* [Document passage]
Meir Simcha of Dvinsk (1843–1926) was a rabbi and prominent leader of Orthodox Judaism in Eastern Europe in the early 20th century. He was a kohen, and is therefore often referred to as Meir Simcha ha-Kohen ("Meir Simcha the Kohen"). He is known for his writings on Maimonides' Mishneh Torah, which he titled Ohr Somayach, as well as his novellae on the Torah, titled Meshech Chochma.

Biography
Meir Simcha was born in Butrimonys (), Lithuania, to Samson Kalonymus, a local wealthy merchant. According to family tradition, his later success in Torah study was attributed to two blessings his parents had received from local rabbis before his birth.

He received his education locally, and managed to evade the regular roundups of Jewish boys that were being held as a result of the Cantonist decrees that had been in effect since 1827.

After marrying in 1860, at age 17, he settled in Białystok, Poland, where he was supported by his wife, who opened a business to support him while he continued his Talmudic studies. After 27 years there he finally, after turning down many offers, accepted the rabbinate of the mitnagdim (non-Hasidic Jews) in the Latvian town of Dvinsk, now known as Daugavpils. He served in that position for 39 years until his death.

* [Problem 1] In the biography of Meir Simcha of Dvinsk, how long did he serve as rabbi in Dvinsk?
* [Problem 2] Extend the biography of Meir Simcha of Dvinsk from its last sentence onward.

* [Records of labeled boxes]
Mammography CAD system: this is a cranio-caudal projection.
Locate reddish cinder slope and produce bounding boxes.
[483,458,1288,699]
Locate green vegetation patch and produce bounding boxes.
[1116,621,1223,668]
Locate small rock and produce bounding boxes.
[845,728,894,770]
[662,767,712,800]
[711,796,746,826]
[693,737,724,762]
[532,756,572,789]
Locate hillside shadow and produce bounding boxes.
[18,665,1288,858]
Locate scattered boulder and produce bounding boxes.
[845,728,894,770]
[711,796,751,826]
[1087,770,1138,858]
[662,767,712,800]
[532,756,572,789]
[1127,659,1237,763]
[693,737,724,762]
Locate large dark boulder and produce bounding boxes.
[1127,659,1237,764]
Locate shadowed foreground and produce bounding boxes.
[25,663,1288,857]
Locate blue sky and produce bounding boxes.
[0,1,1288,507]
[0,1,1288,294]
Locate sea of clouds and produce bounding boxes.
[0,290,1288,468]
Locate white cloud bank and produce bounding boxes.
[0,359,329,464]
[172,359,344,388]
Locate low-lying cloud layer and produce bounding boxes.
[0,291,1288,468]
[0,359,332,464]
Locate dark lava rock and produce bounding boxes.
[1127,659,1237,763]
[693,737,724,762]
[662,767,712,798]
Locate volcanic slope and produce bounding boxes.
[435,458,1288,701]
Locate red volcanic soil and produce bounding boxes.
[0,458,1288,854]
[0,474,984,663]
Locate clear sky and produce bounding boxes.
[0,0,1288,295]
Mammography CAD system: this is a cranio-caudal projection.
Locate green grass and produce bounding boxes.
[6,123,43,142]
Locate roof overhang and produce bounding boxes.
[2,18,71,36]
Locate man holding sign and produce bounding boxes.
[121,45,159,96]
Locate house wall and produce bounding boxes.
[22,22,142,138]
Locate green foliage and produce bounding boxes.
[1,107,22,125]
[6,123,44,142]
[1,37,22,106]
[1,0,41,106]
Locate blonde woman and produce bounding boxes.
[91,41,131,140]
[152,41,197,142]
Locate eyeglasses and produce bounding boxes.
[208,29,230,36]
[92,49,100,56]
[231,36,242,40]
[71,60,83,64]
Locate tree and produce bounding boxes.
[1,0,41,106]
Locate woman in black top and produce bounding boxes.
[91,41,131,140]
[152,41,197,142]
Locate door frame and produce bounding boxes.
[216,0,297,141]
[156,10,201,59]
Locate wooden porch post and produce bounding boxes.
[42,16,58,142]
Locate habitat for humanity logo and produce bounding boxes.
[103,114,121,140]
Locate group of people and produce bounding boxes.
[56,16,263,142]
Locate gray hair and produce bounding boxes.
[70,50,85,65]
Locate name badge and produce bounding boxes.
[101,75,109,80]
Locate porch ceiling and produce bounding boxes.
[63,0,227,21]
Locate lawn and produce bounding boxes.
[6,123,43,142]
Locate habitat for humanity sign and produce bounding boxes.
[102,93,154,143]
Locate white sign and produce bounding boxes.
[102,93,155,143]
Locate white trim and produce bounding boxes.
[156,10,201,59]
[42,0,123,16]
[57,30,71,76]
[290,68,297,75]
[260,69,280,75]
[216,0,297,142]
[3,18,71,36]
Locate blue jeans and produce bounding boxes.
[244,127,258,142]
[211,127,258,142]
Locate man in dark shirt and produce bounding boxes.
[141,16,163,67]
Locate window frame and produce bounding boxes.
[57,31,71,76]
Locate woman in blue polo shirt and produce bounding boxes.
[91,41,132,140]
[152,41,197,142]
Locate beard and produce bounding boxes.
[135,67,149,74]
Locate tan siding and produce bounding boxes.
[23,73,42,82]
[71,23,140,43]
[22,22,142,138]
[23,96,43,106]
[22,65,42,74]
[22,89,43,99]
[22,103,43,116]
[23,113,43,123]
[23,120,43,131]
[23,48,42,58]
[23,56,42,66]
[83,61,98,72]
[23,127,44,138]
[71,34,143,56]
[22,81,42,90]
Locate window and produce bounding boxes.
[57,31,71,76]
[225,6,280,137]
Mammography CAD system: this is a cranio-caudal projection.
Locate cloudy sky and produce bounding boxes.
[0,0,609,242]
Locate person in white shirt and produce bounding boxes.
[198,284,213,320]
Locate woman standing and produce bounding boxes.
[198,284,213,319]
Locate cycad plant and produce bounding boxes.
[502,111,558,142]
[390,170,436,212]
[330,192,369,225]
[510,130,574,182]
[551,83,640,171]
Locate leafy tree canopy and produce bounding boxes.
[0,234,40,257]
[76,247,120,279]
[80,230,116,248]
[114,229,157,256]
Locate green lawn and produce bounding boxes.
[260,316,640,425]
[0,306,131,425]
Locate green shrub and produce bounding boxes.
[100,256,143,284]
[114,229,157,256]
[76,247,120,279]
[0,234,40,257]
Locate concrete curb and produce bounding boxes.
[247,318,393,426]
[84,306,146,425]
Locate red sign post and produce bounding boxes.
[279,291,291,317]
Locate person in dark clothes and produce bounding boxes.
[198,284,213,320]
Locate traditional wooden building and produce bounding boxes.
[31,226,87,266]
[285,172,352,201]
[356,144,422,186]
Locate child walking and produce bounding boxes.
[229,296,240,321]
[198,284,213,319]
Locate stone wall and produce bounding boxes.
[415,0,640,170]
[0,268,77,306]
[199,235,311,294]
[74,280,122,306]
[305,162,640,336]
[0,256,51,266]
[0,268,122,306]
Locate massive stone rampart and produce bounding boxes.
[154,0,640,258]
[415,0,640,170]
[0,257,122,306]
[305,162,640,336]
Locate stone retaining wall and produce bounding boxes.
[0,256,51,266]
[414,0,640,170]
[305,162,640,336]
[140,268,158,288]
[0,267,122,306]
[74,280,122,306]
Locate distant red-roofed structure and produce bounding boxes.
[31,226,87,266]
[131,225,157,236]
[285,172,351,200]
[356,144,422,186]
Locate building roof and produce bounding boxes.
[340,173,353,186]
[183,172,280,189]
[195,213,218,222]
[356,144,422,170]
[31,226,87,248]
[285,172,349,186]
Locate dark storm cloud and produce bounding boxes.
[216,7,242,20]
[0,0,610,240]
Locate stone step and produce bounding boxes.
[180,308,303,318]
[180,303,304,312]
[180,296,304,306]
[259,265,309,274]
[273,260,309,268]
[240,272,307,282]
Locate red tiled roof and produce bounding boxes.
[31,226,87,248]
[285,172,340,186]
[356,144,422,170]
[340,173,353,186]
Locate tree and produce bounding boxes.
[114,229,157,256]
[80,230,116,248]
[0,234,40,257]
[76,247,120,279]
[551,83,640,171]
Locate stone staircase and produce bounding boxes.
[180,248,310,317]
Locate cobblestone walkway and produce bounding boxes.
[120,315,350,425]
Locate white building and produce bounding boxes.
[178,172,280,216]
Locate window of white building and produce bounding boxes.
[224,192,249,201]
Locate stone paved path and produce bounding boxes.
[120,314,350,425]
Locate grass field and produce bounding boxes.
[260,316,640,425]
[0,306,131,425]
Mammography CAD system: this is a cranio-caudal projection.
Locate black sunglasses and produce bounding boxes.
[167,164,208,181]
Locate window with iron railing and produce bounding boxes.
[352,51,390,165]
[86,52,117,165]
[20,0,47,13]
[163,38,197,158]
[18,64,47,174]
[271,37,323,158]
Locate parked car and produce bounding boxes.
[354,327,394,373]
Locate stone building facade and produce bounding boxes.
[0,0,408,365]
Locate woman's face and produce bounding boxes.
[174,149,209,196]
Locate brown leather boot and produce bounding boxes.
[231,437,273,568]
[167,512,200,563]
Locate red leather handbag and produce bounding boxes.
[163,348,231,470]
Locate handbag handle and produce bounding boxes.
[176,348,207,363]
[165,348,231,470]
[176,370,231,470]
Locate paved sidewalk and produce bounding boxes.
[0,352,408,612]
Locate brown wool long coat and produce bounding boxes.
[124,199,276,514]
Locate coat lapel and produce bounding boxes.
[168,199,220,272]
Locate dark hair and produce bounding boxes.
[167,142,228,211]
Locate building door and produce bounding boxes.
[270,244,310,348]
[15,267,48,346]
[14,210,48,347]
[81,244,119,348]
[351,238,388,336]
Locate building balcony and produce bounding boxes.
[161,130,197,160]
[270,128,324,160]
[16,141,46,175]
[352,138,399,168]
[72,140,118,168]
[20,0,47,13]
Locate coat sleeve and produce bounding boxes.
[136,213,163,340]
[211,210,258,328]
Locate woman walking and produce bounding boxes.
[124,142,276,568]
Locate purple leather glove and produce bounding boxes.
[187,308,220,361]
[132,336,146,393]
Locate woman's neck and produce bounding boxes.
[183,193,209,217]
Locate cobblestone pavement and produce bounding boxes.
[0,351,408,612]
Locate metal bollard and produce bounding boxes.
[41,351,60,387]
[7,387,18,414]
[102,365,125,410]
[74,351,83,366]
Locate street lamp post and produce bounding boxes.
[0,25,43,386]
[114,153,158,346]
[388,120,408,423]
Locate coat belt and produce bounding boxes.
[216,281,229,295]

* [Right answer 1] 39 years, until his death.

* [Right answer 2]
In Dvinsk, his counterpart was the Hasidic Rabbi Yosef Rosen, known as the Rogatchover Gaon or by his work Tzofnath Paneach. The two had a great respect for each other, despite Rosen's legendary fiery temper, and on occasions referred questions in Jewish law to each other. They also shared a love for the works of Maimonides.

In 1906, a certain Shlomo Friedlander claimed to have discovered and then published two tractates of the Jerusalem Talmud that had been considered to have been lost for hundreds of years. Rabbi Meir Simcha (as well as the Rogatchover Gaon, the Gerer Rebbe, Rabbi Moshe Shmuel Glasner of Klausenburg, the Dor Revi'i, and Rabbi Dr Yissachar Dov Ritter of Rotterdam) was one of the prominent rabbis who discovered that the work was a very clever forgery, and denounced it as such.

In Dvinsk, he received visitors from the whole region, and was frequently consulted on issues affecting the community at large, including Poland and Lithuania. He reputedly turned down offers for the rabbinate in various large cities, including Jerusalem, New York City and Kovno.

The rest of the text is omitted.